» Task directions
An exact transcription of all the records, free of pictures, is the expected answer.

(Region pointing data)
# # #

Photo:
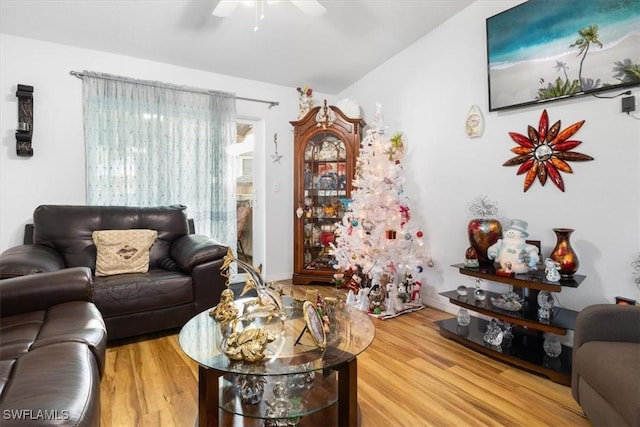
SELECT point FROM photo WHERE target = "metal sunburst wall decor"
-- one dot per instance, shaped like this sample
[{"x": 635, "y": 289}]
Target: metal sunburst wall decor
[{"x": 544, "y": 153}]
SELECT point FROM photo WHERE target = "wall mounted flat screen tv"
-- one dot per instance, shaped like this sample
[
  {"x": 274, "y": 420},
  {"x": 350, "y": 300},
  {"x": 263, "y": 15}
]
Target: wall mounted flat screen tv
[{"x": 545, "y": 50}]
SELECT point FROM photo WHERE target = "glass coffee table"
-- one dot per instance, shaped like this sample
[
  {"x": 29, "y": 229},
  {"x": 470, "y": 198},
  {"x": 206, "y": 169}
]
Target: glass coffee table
[{"x": 296, "y": 379}]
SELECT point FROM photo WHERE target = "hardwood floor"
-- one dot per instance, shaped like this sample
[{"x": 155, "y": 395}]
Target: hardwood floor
[{"x": 409, "y": 377}]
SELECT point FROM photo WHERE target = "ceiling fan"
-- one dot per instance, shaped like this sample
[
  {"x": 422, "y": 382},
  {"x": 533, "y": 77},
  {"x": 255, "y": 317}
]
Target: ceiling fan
[{"x": 311, "y": 8}]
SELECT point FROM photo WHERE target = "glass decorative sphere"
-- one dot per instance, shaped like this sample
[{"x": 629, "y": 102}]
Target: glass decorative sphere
[
  {"x": 545, "y": 299},
  {"x": 480, "y": 295},
  {"x": 463, "y": 317},
  {"x": 552, "y": 346}
]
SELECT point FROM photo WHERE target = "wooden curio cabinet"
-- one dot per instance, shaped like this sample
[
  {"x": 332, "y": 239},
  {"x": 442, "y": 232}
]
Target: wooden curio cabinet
[{"x": 326, "y": 144}]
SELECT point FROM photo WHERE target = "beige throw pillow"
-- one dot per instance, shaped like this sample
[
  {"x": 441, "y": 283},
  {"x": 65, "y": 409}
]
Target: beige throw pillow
[{"x": 123, "y": 251}]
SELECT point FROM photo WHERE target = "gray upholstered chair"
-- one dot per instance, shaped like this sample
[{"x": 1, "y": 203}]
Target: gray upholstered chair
[{"x": 606, "y": 364}]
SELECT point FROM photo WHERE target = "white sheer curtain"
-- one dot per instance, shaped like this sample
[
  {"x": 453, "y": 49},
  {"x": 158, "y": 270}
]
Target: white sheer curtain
[{"x": 151, "y": 144}]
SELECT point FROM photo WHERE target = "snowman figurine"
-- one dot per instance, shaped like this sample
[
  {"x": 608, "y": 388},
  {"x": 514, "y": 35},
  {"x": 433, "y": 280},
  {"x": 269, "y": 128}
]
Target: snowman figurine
[{"x": 512, "y": 252}]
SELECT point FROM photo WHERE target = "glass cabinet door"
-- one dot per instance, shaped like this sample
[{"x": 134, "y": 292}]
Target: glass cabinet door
[
  {"x": 326, "y": 146},
  {"x": 326, "y": 189}
]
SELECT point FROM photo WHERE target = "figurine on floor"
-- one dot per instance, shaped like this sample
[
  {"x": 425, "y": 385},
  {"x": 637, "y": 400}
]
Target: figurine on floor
[
  {"x": 376, "y": 299},
  {"x": 416, "y": 297},
  {"x": 363, "y": 299},
  {"x": 392, "y": 294}
]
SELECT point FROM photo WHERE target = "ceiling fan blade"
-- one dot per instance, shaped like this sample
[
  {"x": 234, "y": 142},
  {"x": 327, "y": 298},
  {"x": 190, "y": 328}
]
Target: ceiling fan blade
[
  {"x": 225, "y": 8},
  {"x": 310, "y": 7}
]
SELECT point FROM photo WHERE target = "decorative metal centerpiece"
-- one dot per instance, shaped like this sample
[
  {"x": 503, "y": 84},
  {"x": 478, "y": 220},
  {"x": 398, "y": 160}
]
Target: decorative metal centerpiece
[{"x": 248, "y": 328}]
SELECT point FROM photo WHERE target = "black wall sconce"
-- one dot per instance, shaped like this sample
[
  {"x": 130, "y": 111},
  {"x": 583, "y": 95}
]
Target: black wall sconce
[{"x": 25, "y": 121}]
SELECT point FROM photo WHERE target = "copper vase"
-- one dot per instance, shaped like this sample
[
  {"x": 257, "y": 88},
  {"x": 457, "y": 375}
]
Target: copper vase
[
  {"x": 484, "y": 232},
  {"x": 564, "y": 254}
]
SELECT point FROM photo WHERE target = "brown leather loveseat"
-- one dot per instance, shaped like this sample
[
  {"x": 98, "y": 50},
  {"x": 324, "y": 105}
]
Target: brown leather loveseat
[
  {"x": 184, "y": 269},
  {"x": 52, "y": 350},
  {"x": 605, "y": 380}
]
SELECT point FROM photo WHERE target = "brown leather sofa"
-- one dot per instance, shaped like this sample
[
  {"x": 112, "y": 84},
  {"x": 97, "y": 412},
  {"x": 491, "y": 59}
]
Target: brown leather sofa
[
  {"x": 52, "y": 350},
  {"x": 184, "y": 269},
  {"x": 606, "y": 364}
]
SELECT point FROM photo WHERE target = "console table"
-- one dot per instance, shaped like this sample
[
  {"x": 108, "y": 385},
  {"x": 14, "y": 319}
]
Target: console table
[
  {"x": 526, "y": 348},
  {"x": 332, "y": 372}
]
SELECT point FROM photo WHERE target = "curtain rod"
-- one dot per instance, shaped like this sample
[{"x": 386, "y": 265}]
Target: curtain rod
[{"x": 272, "y": 104}]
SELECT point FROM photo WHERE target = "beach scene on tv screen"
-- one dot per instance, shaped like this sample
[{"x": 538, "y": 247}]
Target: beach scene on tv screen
[{"x": 547, "y": 49}]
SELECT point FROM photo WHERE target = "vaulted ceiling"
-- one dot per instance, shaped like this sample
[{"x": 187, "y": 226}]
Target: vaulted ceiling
[{"x": 327, "y": 53}]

# # #

» Problem solution
Photo:
SELECT point FROM photo WHERE target = "metal sunburst wall decor"
-- one dot per instance, shaped like this sample
[{"x": 635, "y": 289}]
Target: metal sunburst wall decor
[{"x": 544, "y": 153}]
SELECT point FROM photo WHERE target = "wall mounted flat screen tv"
-- one dot per instance, shaped like this sample
[
  {"x": 274, "y": 420},
  {"x": 350, "y": 300},
  {"x": 263, "y": 15}
]
Target: wall mounted flat screen tv
[{"x": 545, "y": 50}]
SELECT point FROM photo WHERE target = "glass coffee table"
-- one dot per instance, shaped like this sample
[
  {"x": 29, "y": 229},
  {"x": 470, "y": 198},
  {"x": 206, "y": 169}
]
Target: glass coffee table
[{"x": 296, "y": 379}]
SELECT point FROM photo WHERE target = "hardwood floor"
-- one dot per instance, shaped like this sample
[{"x": 155, "y": 395}]
Target: hardwood floor
[{"x": 409, "y": 377}]
SELECT point FROM photo WHERE target = "ceiling fan"
-- one dot per instance, shaped like this sample
[
  {"x": 422, "y": 382},
  {"x": 533, "y": 77},
  {"x": 255, "y": 317}
]
Target: ceiling fan
[{"x": 311, "y": 8}]
SELECT point FROM photo WHERE target = "glass decorative sphere"
-- one dot per instance, shaped like this sample
[{"x": 629, "y": 102}]
Target: glass decorative sphere
[
  {"x": 545, "y": 299},
  {"x": 480, "y": 295},
  {"x": 463, "y": 317},
  {"x": 552, "y": 346}
]
SELECT point FROM photo WHERE target = "wooden curio cabinet"
-- one dot per instance, shaped like this sample
[
  {"x": 332, "y": 239},
  {"x": 442, "y": 232}
]
Target: wooden curio cabinet
[{"x": 326, "y": 144}]
SELECT point FROM photo WHERE target = "beige throw pillow"
-- one dot per instance, shaped like this sample
[
  {"x": 441, "y": 283},
  {"x": 65, "y": 409}
]
Target: beige throw pillow
[{"x": 123, "y": 251}]
SELECT point FROM photo WHERE target = "gray upholstered chair"
-- one dot per instance, shaped like this sample
[{"x": 1, "y": 203}]
Target: gray upholstered chair
[{"x": 606, "y": 364}]
SELECT point FROM photo WHERE target = "white sheer curtain"
-- one dot per instance, shaped like this sample
[
  {"x": 453, "y": 49},
  {"x": 158, "y": 270}
]
Target: white sheer curtain
[{"x": 151, "y": 144}]
SELECT point FROM photo WHERE target = "snowman figurine"
-- one dot per instance, shaped like this sample
[
  {"x": 608, "y": 388},
  {"x": 514, "y": 35},
  {"x": 433, "y": 280},
  {"x": 269, "y": 128}
]
Target: snowman figurine
[{"x": 512, "y": 252}]
SELECT point FROM photo WHERE target = "glass cabinet door"
-- one dot per instance, shaped like this sample
[{"x": 134, "y": 292}]
Target: glass cabinet door
[
  {"x": 326, "y": 146},
  {"x": 326, "y": 189}
]
SELECT point FROM photo WHERE target = "figurine on floor"
-- one dot per instance, shaped like this sample
[
  {"x": 425, "y": 385},
  {"x": 637, "y": 400}
]
Target: figurine on floor
[
  {"x": 376, "y": 299},
  {"x": 416, "y": 297},
  {"x": 363, "y": 299},
  {"x": 392, "y": 294}
]
SELECT point FROM photo WHERE target = "ceiling fan blade"
-- one dot per instance, shaped like this sample
[
  {"x": 234, "y": 142},
  {"x": 327, "y": 298},
  {"x": 190, "y": 328}
]
Target: ceiling fan blade
[
  {"x": 225, "y": 8},
  {"x": 310, "y": 7}
]
SELECT point FROM photo WHERE target = "decorative metal centerpiece"
-- one dot per instance, shaped like this sample
[
  {"x": 503, "y": 84},
  {"x": 478, "y": 220},
  {"x": 398, "y": 160}
]
Target: decorative metal centerpiece
[{"x": 248, "y": 328}]
SELECT point FROM photo WHERE target = "black wall sconce"
-- one dot per instance, shaped like this sample
[
  {"x": 130, "y": 111},
  {"x": 583, "y": 95}
]
Target: black wall sconce
[{"x": 25, "y": 121}]
SELECT point FROM photo WHERE target = "copper vase"
-- one dot per instance, shaped like this sample
[
  {"x": 257, "y": 88},
  {"x": 457, "y": 375}
]
Target: copper vase
[
  {"x": 484, "y": 232},
  {"x": 564, "y": 254}
]
SELECT point FROM photo WHERE target = "brown leather loveseat"
-- one dot per instance, shaped like this sample
[
  {"x": 98, "y": 50},
  {"x": 324, "y": 105}
]
Target: brown leather loveseat
[
  {"x": 184, "y": 269},
  {"x": 52, "y": 350},
  {"x": 605, "y": 380}
]
SELECT point FROM photo WHERE target = "brown leather sofa"
-- one dot per instance, shaped like this sample
[
  {"x": 112, "y": 84},
  {"x": 97, "y": 412},
  {"x": 491, "y": 59}
]
Target: brown leather sofa
[
  {"x": 52, "y": 350},
  {"x": 184, "y": 269},
  {"x": 606, "y": 364}
]
SELECT point FROM photo WHERE target = "console table"
-- one dot per instance, shaped like this sample
[
  {"x": 108, "y": 385},
  {"x": 14, "y": 319}
]
Target: console table
[
  {"x": 526, "y": 348},
  {"x": 332, "y": 372}
]
SELECT point FROM photo WHERE target = "curtain rod"
-- one dot per instance, shaped like this sample
[{"x": 386, "y": 265}]
Target: curtain rod
[{"x": 272, "y": 104}]
SELECT point FROM photo WHERE target = "beach scene on tv screen"
-- one dot per instance, shaped like this sample
[{"x": 538, "y": 247}]
Target: beach scene on tv screen
[{"x": 547, "y": 49}]
SELECT point FROM photo WHERE target = "vaulted ceiling"
-- one dot per instance, shaped like this sample
[{"x": 187, "y": 226}]
Target: vaulted ceiling
[{"x": 327, "y": 53}]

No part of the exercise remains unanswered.